Write out every line of the material below as a JSON list of strings, one string per line, skipping blank lines and leaving out the pictures.
— Begin —
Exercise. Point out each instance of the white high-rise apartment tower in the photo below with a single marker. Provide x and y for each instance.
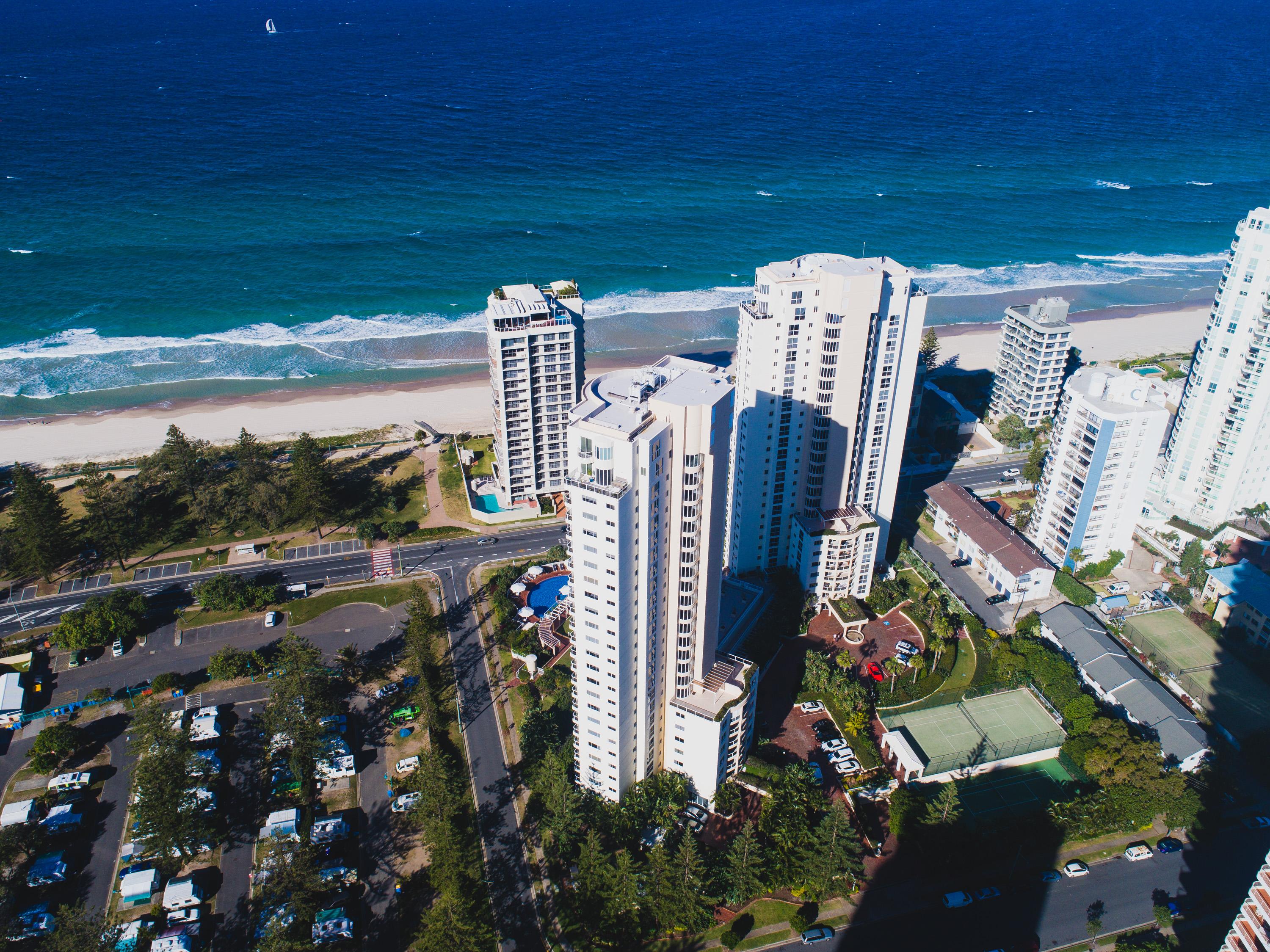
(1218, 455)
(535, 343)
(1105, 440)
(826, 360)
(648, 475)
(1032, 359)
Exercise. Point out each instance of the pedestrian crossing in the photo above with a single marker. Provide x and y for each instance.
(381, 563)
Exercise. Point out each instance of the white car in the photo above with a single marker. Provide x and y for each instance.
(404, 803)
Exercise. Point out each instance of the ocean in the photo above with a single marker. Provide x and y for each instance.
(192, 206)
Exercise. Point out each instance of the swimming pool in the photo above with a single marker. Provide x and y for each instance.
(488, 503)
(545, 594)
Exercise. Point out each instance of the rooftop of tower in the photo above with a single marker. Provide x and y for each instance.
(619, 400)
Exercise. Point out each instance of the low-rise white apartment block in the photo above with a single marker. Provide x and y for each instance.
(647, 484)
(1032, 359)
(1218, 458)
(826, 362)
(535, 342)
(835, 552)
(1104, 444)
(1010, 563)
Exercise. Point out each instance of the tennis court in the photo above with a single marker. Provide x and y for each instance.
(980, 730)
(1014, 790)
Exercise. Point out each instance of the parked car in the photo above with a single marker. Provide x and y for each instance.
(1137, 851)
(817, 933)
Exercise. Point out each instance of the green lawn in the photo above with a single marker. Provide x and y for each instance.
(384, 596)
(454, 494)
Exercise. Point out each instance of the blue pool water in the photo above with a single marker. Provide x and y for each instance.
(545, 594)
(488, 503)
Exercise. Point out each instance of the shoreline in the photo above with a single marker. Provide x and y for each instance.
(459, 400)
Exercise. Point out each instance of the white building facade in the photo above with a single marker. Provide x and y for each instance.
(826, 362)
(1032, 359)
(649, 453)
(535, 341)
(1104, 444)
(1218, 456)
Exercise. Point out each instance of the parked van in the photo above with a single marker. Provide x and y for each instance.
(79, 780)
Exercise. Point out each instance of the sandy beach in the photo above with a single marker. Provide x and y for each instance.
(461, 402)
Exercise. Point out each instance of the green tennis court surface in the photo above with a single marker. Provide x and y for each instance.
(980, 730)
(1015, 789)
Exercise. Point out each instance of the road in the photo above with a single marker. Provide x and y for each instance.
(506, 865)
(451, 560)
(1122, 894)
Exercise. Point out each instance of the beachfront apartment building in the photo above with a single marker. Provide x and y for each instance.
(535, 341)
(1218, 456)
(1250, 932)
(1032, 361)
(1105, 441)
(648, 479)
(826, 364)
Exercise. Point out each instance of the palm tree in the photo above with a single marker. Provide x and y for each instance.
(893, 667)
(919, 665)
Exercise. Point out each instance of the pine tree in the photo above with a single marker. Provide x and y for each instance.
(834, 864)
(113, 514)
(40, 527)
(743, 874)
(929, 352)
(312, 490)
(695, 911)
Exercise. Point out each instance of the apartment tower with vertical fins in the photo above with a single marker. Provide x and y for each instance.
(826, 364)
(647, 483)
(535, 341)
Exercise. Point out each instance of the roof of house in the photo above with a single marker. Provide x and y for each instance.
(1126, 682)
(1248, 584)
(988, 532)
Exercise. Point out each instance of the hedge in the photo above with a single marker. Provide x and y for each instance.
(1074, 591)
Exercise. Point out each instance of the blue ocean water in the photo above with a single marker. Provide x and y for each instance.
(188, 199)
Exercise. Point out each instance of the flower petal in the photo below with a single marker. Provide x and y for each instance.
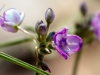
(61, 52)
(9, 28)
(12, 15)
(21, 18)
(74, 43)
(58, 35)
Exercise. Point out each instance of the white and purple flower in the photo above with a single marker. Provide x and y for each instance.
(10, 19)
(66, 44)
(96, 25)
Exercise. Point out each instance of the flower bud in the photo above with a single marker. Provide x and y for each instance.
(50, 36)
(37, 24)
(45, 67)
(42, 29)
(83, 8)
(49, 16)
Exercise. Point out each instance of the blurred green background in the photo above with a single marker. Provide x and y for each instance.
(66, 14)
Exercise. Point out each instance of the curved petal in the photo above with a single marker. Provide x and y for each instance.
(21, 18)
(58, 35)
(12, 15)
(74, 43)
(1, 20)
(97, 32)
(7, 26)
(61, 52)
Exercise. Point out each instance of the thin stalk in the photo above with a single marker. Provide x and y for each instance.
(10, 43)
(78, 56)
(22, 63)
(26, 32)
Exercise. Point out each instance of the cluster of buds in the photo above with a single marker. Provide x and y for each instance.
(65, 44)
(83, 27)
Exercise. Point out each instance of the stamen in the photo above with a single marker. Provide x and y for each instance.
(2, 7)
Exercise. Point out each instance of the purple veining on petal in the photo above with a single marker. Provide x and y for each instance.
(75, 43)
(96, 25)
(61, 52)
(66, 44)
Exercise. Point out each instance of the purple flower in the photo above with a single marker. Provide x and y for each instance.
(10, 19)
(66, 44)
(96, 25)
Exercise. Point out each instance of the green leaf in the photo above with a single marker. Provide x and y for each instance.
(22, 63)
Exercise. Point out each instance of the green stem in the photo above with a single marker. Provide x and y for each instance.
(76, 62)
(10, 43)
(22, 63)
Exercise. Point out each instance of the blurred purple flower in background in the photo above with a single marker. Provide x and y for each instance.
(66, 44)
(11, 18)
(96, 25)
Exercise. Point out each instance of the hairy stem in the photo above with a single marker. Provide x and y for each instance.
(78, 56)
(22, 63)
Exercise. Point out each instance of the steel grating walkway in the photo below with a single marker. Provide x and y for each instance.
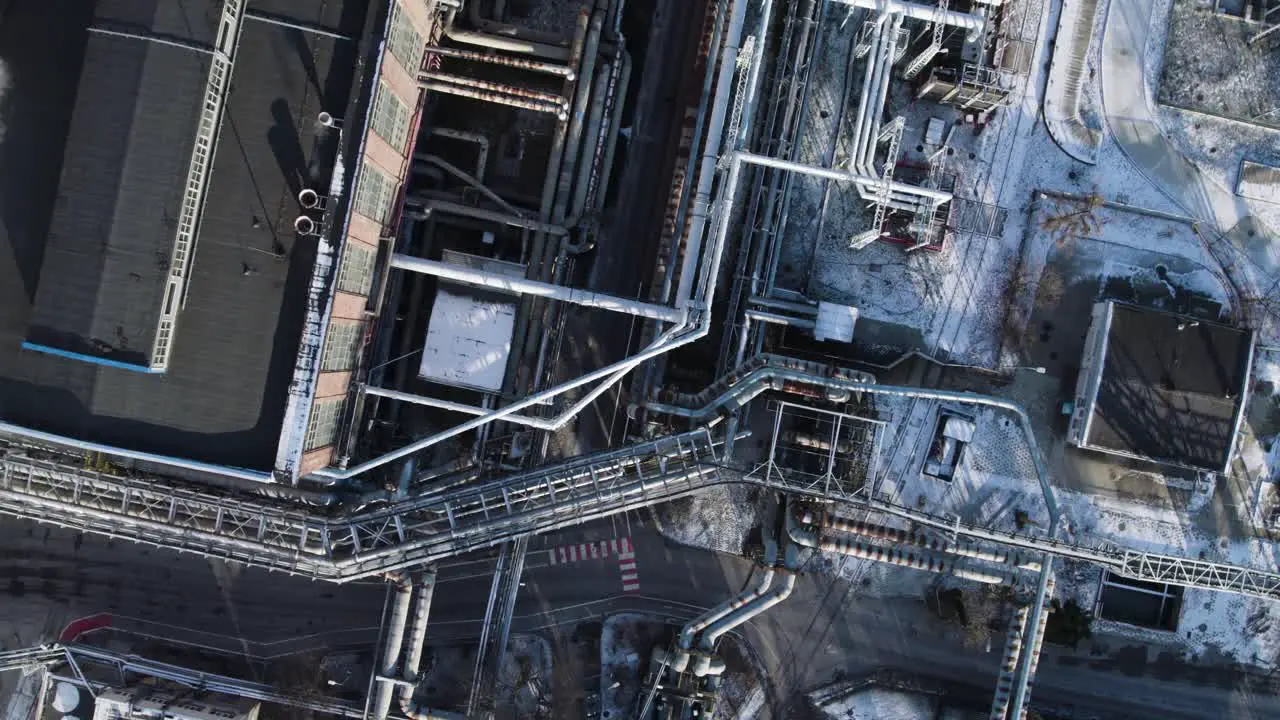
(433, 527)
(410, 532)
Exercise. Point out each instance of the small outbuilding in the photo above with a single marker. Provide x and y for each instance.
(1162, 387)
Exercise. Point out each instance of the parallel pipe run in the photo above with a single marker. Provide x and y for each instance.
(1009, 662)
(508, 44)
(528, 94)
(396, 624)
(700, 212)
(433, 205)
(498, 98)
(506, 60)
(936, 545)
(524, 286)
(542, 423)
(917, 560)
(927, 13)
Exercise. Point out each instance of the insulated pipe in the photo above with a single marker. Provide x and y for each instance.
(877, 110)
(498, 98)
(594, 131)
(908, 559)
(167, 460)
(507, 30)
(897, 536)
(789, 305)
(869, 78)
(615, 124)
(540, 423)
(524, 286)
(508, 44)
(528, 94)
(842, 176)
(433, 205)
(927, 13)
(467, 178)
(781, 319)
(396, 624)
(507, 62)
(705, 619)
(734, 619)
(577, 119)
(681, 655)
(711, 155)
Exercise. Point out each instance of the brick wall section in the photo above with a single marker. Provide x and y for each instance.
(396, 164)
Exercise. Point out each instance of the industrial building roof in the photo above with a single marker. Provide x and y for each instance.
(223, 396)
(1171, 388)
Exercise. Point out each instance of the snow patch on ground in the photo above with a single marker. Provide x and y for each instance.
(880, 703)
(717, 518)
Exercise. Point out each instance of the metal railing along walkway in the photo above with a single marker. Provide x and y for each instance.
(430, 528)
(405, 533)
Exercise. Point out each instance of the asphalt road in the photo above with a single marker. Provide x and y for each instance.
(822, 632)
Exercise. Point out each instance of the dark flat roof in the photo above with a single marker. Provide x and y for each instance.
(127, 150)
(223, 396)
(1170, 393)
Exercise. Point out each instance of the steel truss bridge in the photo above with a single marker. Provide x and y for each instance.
— End —
Written answer:
[
  "Exercise. Point out each instance of the white high-rise apartment tower in the photo below with a single marker. Provide x and y for each instance.",
  "(1218, 455)",
  "(535, 343)",
  "(1105, 440)",
  "(826, 360)",
  "(648, 475)",
  "(1032, 359)",
  "Exercise. Point out each instance of the pedestrian crossing in the photo above with a single marker. Provide x and y for each instance.",
  "(381, 563)",
  "Exercise. Point out each instance of the white car in the photo above with a single marker. Provide x and y for each instance.",
  "(404, 803)",
  "Exercise. Point out each instance of the ocean in the photo above with a single marker. Provide x and y for each instance.",
  "(192, 206)",
  "Exercise. Point out each instance of the swimming pool in the photo above with a single marker. Provide x and y for each instance.",
  "(488, 503)",
  "(545, 594)",
  "Exercise. Point out each instance of the rooftop of tower in the photo above with a single marker. Provide x and y for each instance.",
  "(619, 400)",
  "Exercise. Point out each instance of the low-rise white apartment block in the photo above with a single marker. Provide x and y for each instance.",
  "(647, 484)",
  "(1032, 359)",
  "(1218, 458)",
  "(826, 362)",
  "(535, 342)",
  "(835, 552)",
  "(1104, 444)",
  "(1010, 563)",
  "Exercise. Point out each instance of the tennis court in the photo above with a single marker. Provide x and y for each instance.",
  "(980, 730)",
  "(1014, 790)",
  "Exercise. Point out each instance of the parked car in the photo above with a single marker. Provide x and y for each instance.",
  "(1137, 851)",
  "(817, 933)",
  "Exercise. Point out each instance of the green lawn in the photo above with a single marker. Provide x and y for each instance.",
  "(384, 596)",
  "(454, 494)",
  "Exercise. Point out each instance of the blue pool water in the photo above with a single marker. Provide x and y for each instance.",
  "(545, 594)",
  "(488, 503)",
  "Exercise. Point out each instance of the shoreline in the photo above with a single marker. Provide x and y for each instance.",
  "(459, 400)",
  "Exercise. Point out each instance of the white building facade in the photo above with a single marker. Provide x and y for each instance.",
  "(826, 362)",
  "(1032, 359)",
  "(649, 453)",
  "(535, 341)",
  "(1104, 444)",
  "(1218, 456)",
  "Exercise. Point out each instance of the parked van in the photo above with a single marker. Provide x and y for each instance.",
  "(79, 780)",
  "Exercise. Point out each instance of the sandy beach in the photo above with a single marker. Provide x and y for each instance.",
  "(461, 402)",
  "Exercise. Point out each instance of the green tennis court surface in the photo above with a single marker. Provide x and y for each instance.",
  "(980, 730)",
  "(1015, 789)",
  "Exercise. Point out each instance of the road in the photo above with a single marker. Provide x and y for each instance.",
  "(506, 865)",
  "(451, 560)",
  "(1122, 894)",
  "Exercise. Point out each instance of the beachfront apartment building in the photo above with a single marker. Provide x and y for each instance.",
  "(535, 341)",
  "(1218, 456)",
  "(1250, 932)",
  "(1032, 361)",
  "(1105, 441)",
  "(648, 479)",
  "(826, 364)",
  "Exercise. Point out each instance of the palm tree in the photo above with a single marker. Provide x and y for each instance.",
  "(893, 667)",
  "(919, 665)",
  "Exercise. Point out each instance of the pine tree in the photo above with a single marker. Provide x and y for each instance.",
  "(834, 864)",
  "(113, 514)",
  "(40, 527)",
  "(743, 874)",
  "(929, 352)",
  "(312, 490)",
  "(695, 911)",
  "Exercise. Point out each instance of the apartment tower with vertical fins in the photo above with a single marker. Provide x and y for each instance.",
  "(826, 364)",
  "(647, 483)",
  "(535, 341)",
  "Exercise. Point out each instance of the roof of house in the photo above with a single marker. Provide x and y for each instance.",
  "(1126, 682)",
  "(1248, 584)",
  "(988, 532)",
  "Exercise. Point out each instance of the hedge in the photo above with a single marker. Provide x and y for each instance.",
  "(1074, 591)",
  "Exercise. Point out each instance of the blue ocean water in the photo above with a single marker. Provide x and y for each instance.",
  "(188, 199)",
  "Exercise. Point out each instance of the flower petal in the photo below with a single marker. Provide x and y for each instance.",
  "(61, 52)",
  "(9, 28)",
  "(12, 15)",
  "(21, 18)",
  "(74, 43)",
  "(58, 35)",
  "Exercise. Point out each instance of the white and purple flower in the photo above with a single marker. Provide x and y for each instance.",
  "(10, 19)",
  "(66, 44)",
  "(96, 25)",
  "Exercise. Point out each instance of the flower bud in the photo above with a single marker. Provide x and y for each instance.",
  "(50, 36)",
  "(37, 24)",
  "(45, 67)",
  "(42, 29)",
  "(83, 8)",
  "(49, 16)",
  "Exercise. Point out each instance of the blurred green background in the photo above with a single marker. Provide x and y for each instance.",
  "(66, 14)",
  "Exercise. Point out each instance of the curved petal in the photo above with a single marker. Provide x and y for each instance.",
  "(21, 18)",
  "(58, 35)",
  "(12, 15)",
  "(74, 43)",
  "(1, 20)",
  "(97, 32)",
  "(7, 26)",
  "(61, 52)",
  "Exercise. Point out each instance of the thin stalk in the photo above with a single marker. Provide x and y for each instance.",
  "(10, 43)",
  "(78, 56)",
  "(22, 63)",
  "(26, 32)",
  "Exercise. Point out each instance of the cluster of buds in the photo above with a single marker. Provide x and y for each instance.",
  "(65, 44)",
  "(83, 27)",
  "Exercise. Point out each instance of the stamen in the photo above with a single marker. Provide x and y for each instance.",
  "(2, 7)",
  "Exercise. Point out each instance of the purple veining on petal in the photo above with a single marker. Provide x and y for each instance.",
  "(75, 43)",
  "(96, 25)",
  "(61, 52)",
  "(66, 44)",
  "Exercise. Point out each instance of the purple flower in the photo above with a single marker. Provide x and y for each instance.",
  "(10, 19)",
  "(66, 44)",
  "(96, 25)",
  "Exercise. Point out each instance of the green leaf in the photo above with a single marker. Provide x and y for each instance.",
  "(22, 63)",
  "Exercise. Point out each instance of the green stem in the photo above with a single marker. Provide x and y for each instance.",
  "(76, 62)",
  "(10, 43)",
  "(22, 63)",
  "Exercise. Point out each instance of the blurred purple flower in background in the photo above with a single marker. Provide x and y for each instance.",
  "(66, 44)",
  "(11, 18)",
  "(96, 25)",
  "Exercise. Point out each instance of the hairy stem in the photo above with a single marker. Provide x and y for each instance.",
  "(78, 56)",
  "(22, 63)",
  "Exercise. Point out each instance of the steel grating walkway in the photo below with a single marker. Provide x and y for each instance.",
  "(433, 527)",
  "(410, 532)",
  "Exercise. Point out each instance of the small outbuilding in the photo above with a single marker. Provide x and y for each instance.",
  "(1162, 387)",
  "Exercise. Point out each instance of the parallel pipe run in the photo above with a single marker. Provide x and y for each instance.",
  "(1009, 662)",
  "(508, 44)",
  "(528, 94)",
  "(396, 624)",
  "(700, 212)",
  "(433, 205)",
  "(498, 98)",
  "(506, 60)",
  "(936, 545)",
  "(524, 286)",
  "(542, 423)",
  "(917, 560)",
  "(927, 13)",
  "Exercise. Point out each instance of the insulated pipe in the photo above with a single marker. Provide x and y for each instance.",
  "(877, 110)",
  "(498, 98)",
  "(594, 131)",
  "(908, 559)",
  "(167, 460)",
  "(507, 30)",
  "(897, 536)",
  "(789, 305)",
  "(869, 78)",
  "(615, 124)",
  "(540, 423)",
  "(524, 286)",
  "(508, 44)",
  "(528, 94)",
  "(842, 176)",
  "(433, 205)",
  "(927, 13)",
  "(467, 178)",
  "(781, 319)",
  "(396, 624)",
  "(507, 62)",
  "(705, 619)",
  "(734, 619)",
  "(577, 119)",
  "(681, 655)",
  "(711, 155)",
  "Exercise. Point out each instance of the brick wall section in the photo above with a single marker. Provide x and y for each instance.",
  "(396, 164)",
  "Exercise. Point out each instance of the industrial building roof in the photo above with a single marker. Provide x and y for each instance.",
  "(223, 396)",
  "(1171, 388)",
  "Exercise. Point out each instance of the snow patch on ground in the photo above with a single marker. Provide x and y for each instance.",
  "(880, 703)",
  "(717, 518)",
  "Exercise. Point out each instance of the metal railing along walkway in the photo above with a single marker. Provide x and y for each instance.",
  "(430, 528)",
  "(405, 533)",
  "Exercise. Point out each instance of the asphalt road in the photo above with a single marker. Provide x and y for each instance.",
  "(822, 632)",
  "Exercise. Point out each instance of the dark flat roof in the photo above with a single marker. Provide x and y for each instance.",
  "(127, 150)",
  "(223, 396)",
  "(1170, 393)",
  "Exercise. Point out each instance of the steel truss bridge in the photo above with a single marker. Provide x and y for each instance."
]